**Work instructions**
Continue the essay on how inequity and deservingness keep readers turning pages, picking up after its last sentence.

**Text segment**
----
How Inequity and Deservingness Propel Readers Through Story

Inequity and deservingness are two of the main factors that keep readers reading. If we want to write killer stories, we need to know how they affect readers. A few years ago I wrote an essay on this and thought it probably too technical for most folks’ taste. But I passed it on to a recent attendee of the killer workshop and he found it helpful. In fact, when he watched Pride & Prejudice shortly after reading the essay, he saw how these factors dramatically affected his rooting interest. So I’m thinking others will find it useful as well. 

In order to understand it you must first read George Saunders’ short story “The Bohemians.” You’ll find it here in The New Yorker, January 19, 2004. It would probably be rated PG for some profanity.
----
**Stored data**
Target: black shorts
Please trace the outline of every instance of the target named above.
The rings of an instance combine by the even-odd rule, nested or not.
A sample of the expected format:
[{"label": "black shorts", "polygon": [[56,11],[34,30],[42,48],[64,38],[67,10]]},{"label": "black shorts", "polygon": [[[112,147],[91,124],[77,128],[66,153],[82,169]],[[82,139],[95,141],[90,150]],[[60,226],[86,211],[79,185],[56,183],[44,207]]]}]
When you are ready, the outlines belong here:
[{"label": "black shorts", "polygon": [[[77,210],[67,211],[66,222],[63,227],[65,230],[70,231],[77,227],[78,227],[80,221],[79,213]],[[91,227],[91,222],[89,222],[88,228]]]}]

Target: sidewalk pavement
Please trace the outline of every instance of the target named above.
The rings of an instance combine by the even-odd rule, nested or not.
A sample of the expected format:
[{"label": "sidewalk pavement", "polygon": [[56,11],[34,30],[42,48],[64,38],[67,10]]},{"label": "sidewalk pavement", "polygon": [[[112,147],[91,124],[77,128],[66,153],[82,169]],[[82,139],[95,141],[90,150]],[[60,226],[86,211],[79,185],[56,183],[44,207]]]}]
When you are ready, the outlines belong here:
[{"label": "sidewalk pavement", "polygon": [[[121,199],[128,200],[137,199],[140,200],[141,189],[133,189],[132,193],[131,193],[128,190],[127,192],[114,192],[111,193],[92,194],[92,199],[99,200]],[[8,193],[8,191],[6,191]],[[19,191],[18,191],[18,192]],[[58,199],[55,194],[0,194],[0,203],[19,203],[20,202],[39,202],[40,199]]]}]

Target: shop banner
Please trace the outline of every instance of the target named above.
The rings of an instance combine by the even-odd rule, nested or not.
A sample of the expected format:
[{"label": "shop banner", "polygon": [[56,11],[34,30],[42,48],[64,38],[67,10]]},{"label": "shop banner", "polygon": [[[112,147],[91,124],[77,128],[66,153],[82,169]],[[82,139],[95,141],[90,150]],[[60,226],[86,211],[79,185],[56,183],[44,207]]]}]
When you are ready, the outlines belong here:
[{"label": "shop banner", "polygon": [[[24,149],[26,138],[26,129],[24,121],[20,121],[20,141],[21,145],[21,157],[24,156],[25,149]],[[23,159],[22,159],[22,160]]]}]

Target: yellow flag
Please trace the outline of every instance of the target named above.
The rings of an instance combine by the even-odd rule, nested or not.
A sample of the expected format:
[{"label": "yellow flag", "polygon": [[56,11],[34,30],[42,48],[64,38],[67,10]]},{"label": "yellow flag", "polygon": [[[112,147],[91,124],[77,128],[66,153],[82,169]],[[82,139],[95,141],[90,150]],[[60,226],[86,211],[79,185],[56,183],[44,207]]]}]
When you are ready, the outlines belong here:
----
**Output below**
Now if the story doesn’t pull you in, stop reading. Because the essay probably won’t make any sense to you. You’ll only be able to understand it if the story works for you. But if it does, then ask yourself what the main character’s problem was and what drew your interest? Then read my essay, “How Inequity Evokes Reader Interest.”

Please note “The Bohemians” does present a character with a problem, and the story cycle applies, but not in the straight-forward manner it does with most stories. BTW, if you’ve ever read Patrick Rothfuss’s excellent Name of the Wind, you’ll see inequity is what shapes the story there as well. If you haven’t read it, I recommend you give it a go.

I’ll be interested to see your responses to Saunders’ story, my essay, and/or Rothfuss’s novel.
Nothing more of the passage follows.